• **Excerpt provided**
## START

2. Defendants Sidoryk, Gary Camp, Todd Camp and Siska, directly and indirectly, have engaged and, unless enjoined, will continue to engage in acts, practices, and courses of business which constitute and will constitute violations of Section 17(a) of the Securities Act of 1933 ("Securities Act") [15 U.S.C. §77q(a)] and Section 10(b) of the Securities Exchange Act of 1934 ("Exchange Act") and Rule 10b-5 thereunder [15 U.S.C. §78j(b) and 17 C.F.R. §240.10b-5].

3. Plaintiff Commission brings this action to enjoin such acts, practices, and courses of business, and for other equitable relief pursuant to Section 20(b) of the Securities Act [15 U.S.C. §77t(b)] and Sections 21(d), 21(e) and 21A of the Exchange Act [15 U.S.C. §§78u(d), 78u(e) and 78u-1(a)].

JURISDICTION AND VENUE

4. The Court has jurisdiction over this action pursuant to Section 22(a) of the Securities Act [15 U.S.C. §77v(a)] and Sections 21 and 27 of the Exchange Act [15 U.S.C. §§78u and 78aa].

5. Defendants Sidoryk, Gary Camp, Todd Camp and Siska will, directly and indirectly, unless enjoined, have the opportunity to engage in the acts, practices, and courses of business set forth in this Complaint and in acts, practices, and courses of business of similar purport and object.

6. The acts, practices, and courses of business constituting the violations herein have occurred within the jurisdiction of the United States District Court for the Northern District of Illinois and elsewhere.

7. Defendants Sidoryk, Gary Camp, Todd Camp and Siska, directly and indirectly, have made use of the means and instrumentalities of interstate commerce and of the mails in connection with the acts, practices, and courses of business alleged herein within the jurisdiction of the Northern District of Illinois and elsewhere.

## END

• **Extracted data**
## START

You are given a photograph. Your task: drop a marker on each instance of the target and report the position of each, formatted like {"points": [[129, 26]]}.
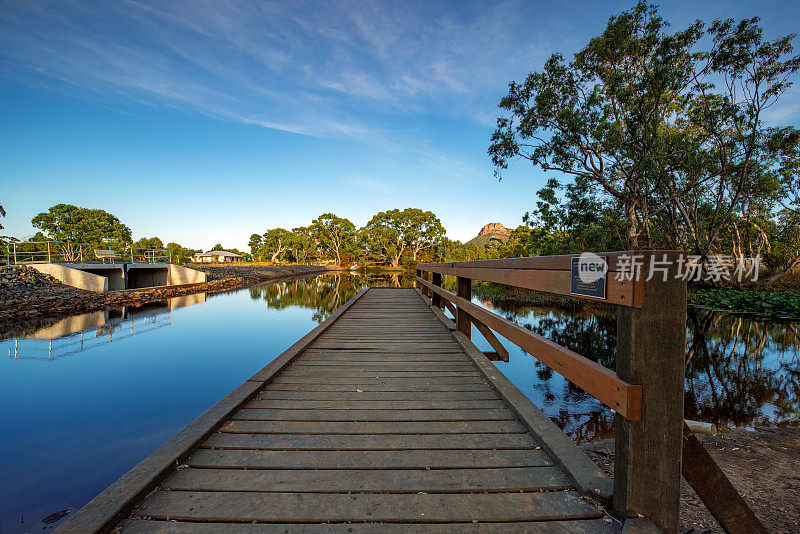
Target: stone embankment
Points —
{"points": [[30, 298]]}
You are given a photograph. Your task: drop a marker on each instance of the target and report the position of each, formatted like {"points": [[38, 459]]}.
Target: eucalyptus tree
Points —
{"points": [[254, 243], [735, 159], [275, 242], [422, 229], [389, 234], [65, 222], [303, 246], [600, 117], [334, 235], [384, 236], [673, 133]]}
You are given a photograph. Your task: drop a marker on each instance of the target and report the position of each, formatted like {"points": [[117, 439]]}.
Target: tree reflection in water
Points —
{"points": [[739, 371], [325, 293]]}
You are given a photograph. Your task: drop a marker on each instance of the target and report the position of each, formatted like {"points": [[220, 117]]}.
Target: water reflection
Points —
{"points": [[739, 371], [72, 335], [325, 293]]}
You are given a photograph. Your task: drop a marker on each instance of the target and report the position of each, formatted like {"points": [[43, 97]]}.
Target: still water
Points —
{"points": [[87, 398]]}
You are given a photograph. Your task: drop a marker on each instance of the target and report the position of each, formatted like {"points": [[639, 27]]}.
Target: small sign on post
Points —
{"points": [[589, 276]]}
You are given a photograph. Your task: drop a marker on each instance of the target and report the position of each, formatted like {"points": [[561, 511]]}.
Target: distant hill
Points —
{"points": [[489, 231]]}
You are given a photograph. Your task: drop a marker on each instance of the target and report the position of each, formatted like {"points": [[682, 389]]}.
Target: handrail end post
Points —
{"points": [[463, 319], [650, 352], [436, 299]]}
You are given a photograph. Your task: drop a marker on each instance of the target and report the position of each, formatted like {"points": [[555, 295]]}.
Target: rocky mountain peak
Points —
{"points": [[495, 230]]}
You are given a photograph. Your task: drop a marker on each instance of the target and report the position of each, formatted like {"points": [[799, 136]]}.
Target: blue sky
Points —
{"points": [[202, 122]]}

## END

• **Given exercise A**
From the securities complaint excerpt, list every defendant it names.
• **Given exercise B**
Write the next part of the securities complaint, starting after its final paragraph.

• **Output A**
Sidoryk, Gary Camp, Todd Camp, Siska

• **Output B**
1 THE DEFENDANTS

8. Defendant Sidoryk, age 36, lives in Elmhurst, Illinois. At all relevant times, Defendant Sidoryk was employed by Three-Five as the Director of Strategic Accounts for Motorola Worldwide. At all relevant times, Defendant Sidoryk was related by marriage to both Defendants Gary Camp and Todd Camp and was a friend of Defendant Siska.

9. Defendant Gary Camp, age 62, lives in Rock Island, Illinois and is retired. Defendant Gary Camp was a chartered financial analyst and served as an investment manager of a non-profit, fraternal benefit society for twenty-nine years. At all relevant times, Defendant Gary Camp was the father-in-law of Defendant Sidoryk. Defendant Gary Camp is Defendant Todd Camp's father.

10. Defendant Todd Camp, age 39, lives approximately five blocks from Defendant Sidoryk in Elmhurst, Illinois. Defendant Todd Camp is employed as a vice-president of a publicly-held bank and recently resigned his designation as a chartered financial analyst. At all relevant times, Defendant Todd Camp was the brother-in-law of Defendant Sidoryk. Defendant Todd Camp is Defendant Gary Camp's son.

11. Defendant Siska, age 67, lives in Norridge, Illinois and is self-employed. At all relevant times, Defendant Siska was a friend of Defendant Sidoryk.

2 ENTITIES INVOLVED

12. At all relevant times, Three-Five was a Delaware corporation with its principal offices located in Tempe, Arizona. Three-Five is a publicly-held company, whose common stock is registered pursuant to Section 12(b) of the Exchange Act [15 U.S.C. §78(b)]. Three-Five's stock is listed on the New York Stock Exchange ("NYSE"). Among other things, Three-Five specializes in the design and manufacture of liquid crystal display ("LCD") products used for operational control and display in wireless communication devices.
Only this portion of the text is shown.